Copy out the lines below character for character, for every one of the records.

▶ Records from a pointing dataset
--- begin ---

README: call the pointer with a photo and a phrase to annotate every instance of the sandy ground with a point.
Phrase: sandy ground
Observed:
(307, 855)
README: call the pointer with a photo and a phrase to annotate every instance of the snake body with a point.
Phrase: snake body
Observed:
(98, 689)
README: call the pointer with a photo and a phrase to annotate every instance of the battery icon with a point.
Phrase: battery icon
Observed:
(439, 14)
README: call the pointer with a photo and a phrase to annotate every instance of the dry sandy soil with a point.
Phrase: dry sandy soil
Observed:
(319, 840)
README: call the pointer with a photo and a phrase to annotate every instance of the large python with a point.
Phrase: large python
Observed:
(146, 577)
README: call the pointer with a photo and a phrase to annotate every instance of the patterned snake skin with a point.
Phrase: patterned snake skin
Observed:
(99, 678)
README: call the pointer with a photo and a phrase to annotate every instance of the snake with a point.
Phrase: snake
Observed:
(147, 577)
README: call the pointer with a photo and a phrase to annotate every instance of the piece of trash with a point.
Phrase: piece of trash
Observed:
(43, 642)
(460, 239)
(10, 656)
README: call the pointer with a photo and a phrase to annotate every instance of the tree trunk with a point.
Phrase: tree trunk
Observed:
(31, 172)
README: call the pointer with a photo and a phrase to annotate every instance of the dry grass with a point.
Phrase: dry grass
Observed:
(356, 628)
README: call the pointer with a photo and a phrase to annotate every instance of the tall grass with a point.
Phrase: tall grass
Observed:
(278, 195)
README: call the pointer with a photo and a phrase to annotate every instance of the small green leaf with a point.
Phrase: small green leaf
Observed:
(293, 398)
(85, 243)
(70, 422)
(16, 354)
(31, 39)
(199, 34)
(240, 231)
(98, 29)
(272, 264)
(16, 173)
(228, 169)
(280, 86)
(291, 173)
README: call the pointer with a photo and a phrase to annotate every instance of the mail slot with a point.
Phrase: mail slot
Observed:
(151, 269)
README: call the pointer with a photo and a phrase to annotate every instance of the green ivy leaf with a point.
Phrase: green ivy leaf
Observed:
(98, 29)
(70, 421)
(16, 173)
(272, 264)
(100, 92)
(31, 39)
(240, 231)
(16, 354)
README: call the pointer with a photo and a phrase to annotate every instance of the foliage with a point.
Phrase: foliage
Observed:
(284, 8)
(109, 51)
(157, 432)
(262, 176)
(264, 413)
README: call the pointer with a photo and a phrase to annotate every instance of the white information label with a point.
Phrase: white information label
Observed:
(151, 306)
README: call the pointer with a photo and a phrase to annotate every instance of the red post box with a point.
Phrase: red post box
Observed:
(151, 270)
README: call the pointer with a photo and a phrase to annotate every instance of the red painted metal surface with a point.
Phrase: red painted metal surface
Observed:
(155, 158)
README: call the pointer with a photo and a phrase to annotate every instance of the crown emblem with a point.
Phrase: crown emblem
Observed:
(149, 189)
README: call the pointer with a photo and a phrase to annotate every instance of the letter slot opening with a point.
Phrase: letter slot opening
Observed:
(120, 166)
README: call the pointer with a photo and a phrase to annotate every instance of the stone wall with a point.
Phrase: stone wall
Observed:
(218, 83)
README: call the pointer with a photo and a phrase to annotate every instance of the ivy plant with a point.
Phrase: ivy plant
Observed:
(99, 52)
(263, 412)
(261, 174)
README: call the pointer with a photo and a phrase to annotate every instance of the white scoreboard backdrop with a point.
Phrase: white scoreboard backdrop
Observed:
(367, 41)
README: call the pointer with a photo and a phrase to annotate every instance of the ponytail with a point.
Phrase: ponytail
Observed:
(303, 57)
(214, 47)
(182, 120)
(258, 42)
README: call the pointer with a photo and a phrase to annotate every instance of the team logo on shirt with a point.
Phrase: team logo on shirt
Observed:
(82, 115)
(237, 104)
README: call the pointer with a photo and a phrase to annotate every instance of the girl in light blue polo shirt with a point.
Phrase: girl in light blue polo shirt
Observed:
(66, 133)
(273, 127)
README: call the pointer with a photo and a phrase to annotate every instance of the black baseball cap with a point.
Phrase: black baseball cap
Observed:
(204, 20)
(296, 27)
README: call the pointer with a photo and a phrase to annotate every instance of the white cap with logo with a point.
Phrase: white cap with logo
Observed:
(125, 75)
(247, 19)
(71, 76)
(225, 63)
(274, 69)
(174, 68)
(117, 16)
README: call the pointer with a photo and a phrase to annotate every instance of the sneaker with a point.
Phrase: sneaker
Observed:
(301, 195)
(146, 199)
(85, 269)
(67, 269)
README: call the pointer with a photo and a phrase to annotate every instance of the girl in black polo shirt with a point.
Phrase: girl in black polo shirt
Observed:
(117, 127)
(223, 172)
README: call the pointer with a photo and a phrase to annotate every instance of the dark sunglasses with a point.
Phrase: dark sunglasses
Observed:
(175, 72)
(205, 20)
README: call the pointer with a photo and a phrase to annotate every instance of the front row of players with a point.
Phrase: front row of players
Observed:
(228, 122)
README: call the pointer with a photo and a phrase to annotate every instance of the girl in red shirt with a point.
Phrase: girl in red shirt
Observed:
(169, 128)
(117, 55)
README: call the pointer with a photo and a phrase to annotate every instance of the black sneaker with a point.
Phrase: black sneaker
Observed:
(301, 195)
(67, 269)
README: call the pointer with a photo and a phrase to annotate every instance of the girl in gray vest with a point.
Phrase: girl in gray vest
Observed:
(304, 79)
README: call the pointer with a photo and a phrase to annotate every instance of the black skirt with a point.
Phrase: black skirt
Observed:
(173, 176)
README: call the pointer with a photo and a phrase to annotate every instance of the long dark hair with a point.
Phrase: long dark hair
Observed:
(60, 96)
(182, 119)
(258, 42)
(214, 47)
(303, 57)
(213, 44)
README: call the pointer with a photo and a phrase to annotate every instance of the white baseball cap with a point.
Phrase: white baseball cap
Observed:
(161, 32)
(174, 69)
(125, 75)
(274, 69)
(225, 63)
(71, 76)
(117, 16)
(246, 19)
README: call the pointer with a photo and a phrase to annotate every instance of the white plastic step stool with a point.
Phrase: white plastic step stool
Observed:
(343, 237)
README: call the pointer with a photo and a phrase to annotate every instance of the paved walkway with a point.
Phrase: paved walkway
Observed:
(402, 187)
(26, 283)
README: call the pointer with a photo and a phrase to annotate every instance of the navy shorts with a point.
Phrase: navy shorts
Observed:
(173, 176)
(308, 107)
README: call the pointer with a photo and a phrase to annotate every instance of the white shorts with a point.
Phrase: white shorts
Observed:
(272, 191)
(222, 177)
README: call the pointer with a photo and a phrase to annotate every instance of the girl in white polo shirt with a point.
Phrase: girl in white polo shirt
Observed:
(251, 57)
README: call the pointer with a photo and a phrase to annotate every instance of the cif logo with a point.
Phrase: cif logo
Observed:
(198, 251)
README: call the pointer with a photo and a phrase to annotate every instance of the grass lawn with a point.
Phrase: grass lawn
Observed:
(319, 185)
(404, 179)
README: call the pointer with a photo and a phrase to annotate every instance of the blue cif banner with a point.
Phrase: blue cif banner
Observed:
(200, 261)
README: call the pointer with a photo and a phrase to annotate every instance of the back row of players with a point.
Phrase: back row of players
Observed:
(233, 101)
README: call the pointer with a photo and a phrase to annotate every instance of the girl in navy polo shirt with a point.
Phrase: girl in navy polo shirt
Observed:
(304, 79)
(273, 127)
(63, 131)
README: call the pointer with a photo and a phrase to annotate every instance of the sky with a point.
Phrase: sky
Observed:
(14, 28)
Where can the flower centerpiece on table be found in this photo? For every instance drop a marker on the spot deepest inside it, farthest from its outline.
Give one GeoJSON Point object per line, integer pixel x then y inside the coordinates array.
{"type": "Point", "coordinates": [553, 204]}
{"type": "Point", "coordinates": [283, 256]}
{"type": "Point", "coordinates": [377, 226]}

--- end ---

▶ Written answer
README: call the pointer with a photo and a phrase to annotate every instance of the sandy ground with a point.
Phrase: sandy ground
Observed:
(307, 855)
README: call the pointer with a photo and a phrase to annotate every instance of the snake body with a point.
Phrase: snake body
Observed:
(98, 689)
README: call the pointer with a photo and a phrase to annotate every instance of the battery icon with a point.
Phrase: battery icon
Observed:
(439, 14)
README: call the pointer with a photo and a phrase to annotate every instance of the dry sandy soil with a point.
Phrase: dry sandy soil
Observed:
(319, 840)
README: call the pointer with a photo and a phrase to annotate every instance of the large python with a point.
Phrase: large python
Observed:
(146, 577)
README: call the pointer with a photo and a phrase to annotate every instance of the patterned snake skin with a point.
Phrase: patterned snake skin
Observed:
(99, 678)
README: call the pointer with a photo and a phrase to annotate every instance of the snake with a point.
Phrase: snake
Observed:
(147, 577)
README: call the pointer with a photo and a phrase to annotate every instance of the piece of trash with a point.
Phrase: piece of trash
Observed:
(43, 642)
(460, 239)
(10, 656)
README: call the pointer with a photo and a phrase to annotate every instance of the tree trunk with a point.
Phrase: tree trunk
Observed:
(31, 172)
README: call the pointer with a photo and a phrase to annotate every instance of the dry grass with a point.
Phrase: dry grass
Observed:
(356, 628)
README: call the pointer with a photo and a phrase to annotate every instance of the tall grass with a point.
Phrase: tall grass
Observed:
(278, 195)
README: call the pointer with a photo and a phrase to annotate every instance of the small green leaf with a point.
Phrase: small green leaf
Observed:
(293, 398)
(85, 243)
(70, 422)
(16, 354)
(31, 39)
(199, 34)
(240, 231)
(98, 29)
(272, 264)
(16, 173)
(228, 169)
(280, 86)
(291, 173)
README: call the pointer with a photo and a phrase to annotate every instance of the mail slot with a point.
Phrase: mail slot
Observed:
(151, 269)
README: call the pointer with a photo and a phrase to annotate every instance of the green ivy leaf with a point.
Phrase: green ivy leaf
Observed:
(98, 29)
(70, 421)
(16, 173)
(272, 264)
(100, 92)
(31, 39)
(240, 231)
(16, 354)
README: call the pointer with a photo and a phrase to annotate every instance of the foliage with a point.
Phrase: foliage
Observed:
(284, 8)
(109, 51)
(157, 432)
(262, 176)
(264, 413)
README: call the pointer with a photo and a phrase to annotate every instance of the white information label with a point.
Phrase: white information label
Observed:
(151, 306)
README: call the pointer with a photo and a phrase to annotate every instance of the red post box with a point.
Phrase: red post box
Observed:
(151, 270)
README: call the pointer with a photo and a phrase to annotate every instance of the red painted metal surface with a point.
Phrase: red painted metal surface
Observed:
(155, 158)
README: call the pointer with a photo and a phrase to annotate every instance of the crown emblem with a point.
Phrase: crown emblem
Observed:
(149, 189)
README: call the pointer with a photo and a phrase to annotate every instance of the letter slot opening with a point.
Phrase: letter slot opening
Observed:
(120, 166)
README: call the pointer with a photo and a phrase to annotate every instance of the stone wall with a point.
Phrase: stone wall
Observed:
(218, 83)
README: call the pointer with a photo and a phrase to annotate every instance of the ivy plant with a point.
Phrase: ivy plant
Observed:
(99, 52)
(263, 412)
(261, 174)
README: call the pointer with a photo and a phrase to annotate every instance of the white scoreboard backdrop with a point.
Phrase: white scoreboard backdrop
Observed:
(367, 41)
README: call the pointer with a photo and a phrase to annotate every instance of the ponytail with a point.
Phrase: ponytail
Observed:
(303, 57)
(214, 47)
(182, 120)
(258, 42)
README: call the pointer with a photo and a phrase to annotate every instance of the team logo on shirt with a point.
Phrase: team logo on shirt
Observed:
(82, 115)
(237, 104)
README: call the pointer with a photo and a phrase to annotate every instance of the girl in light blue polo shirt with a point.
Phrase: girl in light blue polo shirt
Observed:
(66, 133)
(273, 127)
README: call the pointer with a photo and a phrase to annotate every instance of the black baseball cap with a point.
Phrase: black baseball cap
Observed:
(204, 20)
(296, 27)
README: call the pointer with a photo and a phrase to annotate every instance of the white cap with logo with a point.
Phrase: white cap with logo
Observed:
(125, 75)
(247, 19)
(71, 76)
(225, 63)
(274, 69)
(174, 68)
(117, 16)
README: call the pointer with a photo and a phrase to annotate every instance of the sneaker with a point.
Phrase: sneaker
Observed:
(301, 195)
(146, 199)
(85, 269)
(67, 269)
README: call the pointer with a photo and a phrase to annotate every instance of the girl in black polo shirt with a point.
Phrase: girl in black polo shirt
Observed:
(117, 127)
(223, 172)
README: call the pointer with a photo and a phrase to annotate every instance of the dark sunglasses with a point.
Phrase: dark sunglasses
Observed:
(175, 72)
(205, 20)
README: call the pointer with a photo and a phrase to annotate every instance of the front row of players with a point.
Phrase: front row of players
Observed:
(228, 122)
README: call the pointer with a photo and a phrase to annotate every instance of the girl in red shirt with a point.
Phrase: girl in red shirt
Observed:
(169, 128)
(117, 55)
README: call the pointer with a photo and a phrase to annotate every instance of the black sneaker with a point.
Phrase: black sneaker
Observed:
(301, 195)
(67, 269)
README: call the pointer with a photo and a phrase to annotate every instance of the girl in gray vest with a point.
Phrase: girl in gray vest
Observed:
(304, 79)
README: call the pointer with a photo and a phrase to annotate every instance of the black skirt with a point.
Phrase: black skirt
Observed:
(173, 176)
README: call the pointer with a photo and a phrase to annotate every instance of the long dark hair with a point.
Phrase: long dark hair
Observed:
(60, 96)
(182, 119)
(258, 42)
(214, 47)
(303, 57)
(213, 44)
README: call the pointer with a photo and a phrase to annotate every instance of the white baseball cap with a point.
Phrase: white baseball cap
Observed:
(161, 32)
(174, 69)
(125, 75)
(274, 69)
(225, 63)
(71, 76)
(117, 16)
(246, 19)
README: call the pointer with a photo and a phrase to annotate every instance of the white plastic step stool with a point.
Phrase: white plastic step stool
Observed:
(343, 237)
README: call the pointer with a photo and a phrase to annotate every instance of the paved walkway with a point.
Phrase: paved walkway
Observed:
(402, 187)
(26, 283)
README: call the pointer with a photo and a phrase to annotate every instance of the navy shorts with a point.
Phrase: navy shorts
Observed:
(173, 176)
(308, 107)
README: call the pointer with a photo and a phrase to annotate every instance of the white shorts with a point.
Phrase: white shorts
Observed:
(272, 191)
(222, 177)
README: call the pointer with a photo and a phrase to annotate every instance of the girl in white polo shirt with a point.
Phrase: girl in white polo shirt
Observed:
(251, 57)
README: call the pointer with a photo and a phrase to annotate every instance of the cif logo with a point.
Phrase: cif logo
Observed:
(198, 251)
README: call the pointer with a photo and a phrase to annotate every instance of the grass lawn with a point.
Phrase: grass lawn
Observed:
(319, 185)
(404, 179)
README: call the pointer with a photo and a phrase to annotate every instance of the blue cif banner with a point.
Phrase: blue cif banner
Observed:
(200, 261)
README: call the pointer with a photo and a phrase to annotate every instance of the back row of players with a point.
Phrase: back row of players
Observed:
(233, 101)
README: call the pointer with a photo and a phrase to annotate every instance of the girl in navy polo shirt with a point.
Phrase: girl in navy polo shirt
Observed:
(304, 79)
(273, 127)
(63, 131)
README: call the pointer with a photo and a phrase to annotate every instance of the sky with a point.
Phrase: sky
Observed:
(14, 28)
Where can the flower centerpiece on table be found in this photo? For every instance drop a marker on the spot deepest inside it, farthest from its outline.
Give one GeoJSON Point object per line, integer pixel x then y inside the coordinates array.
{"type": "Point", "coordinates": [553, 204]}
{"type": "Point", "coordinates": [283, 256]}
{"type": "Point", "coordinates": [377, 226]}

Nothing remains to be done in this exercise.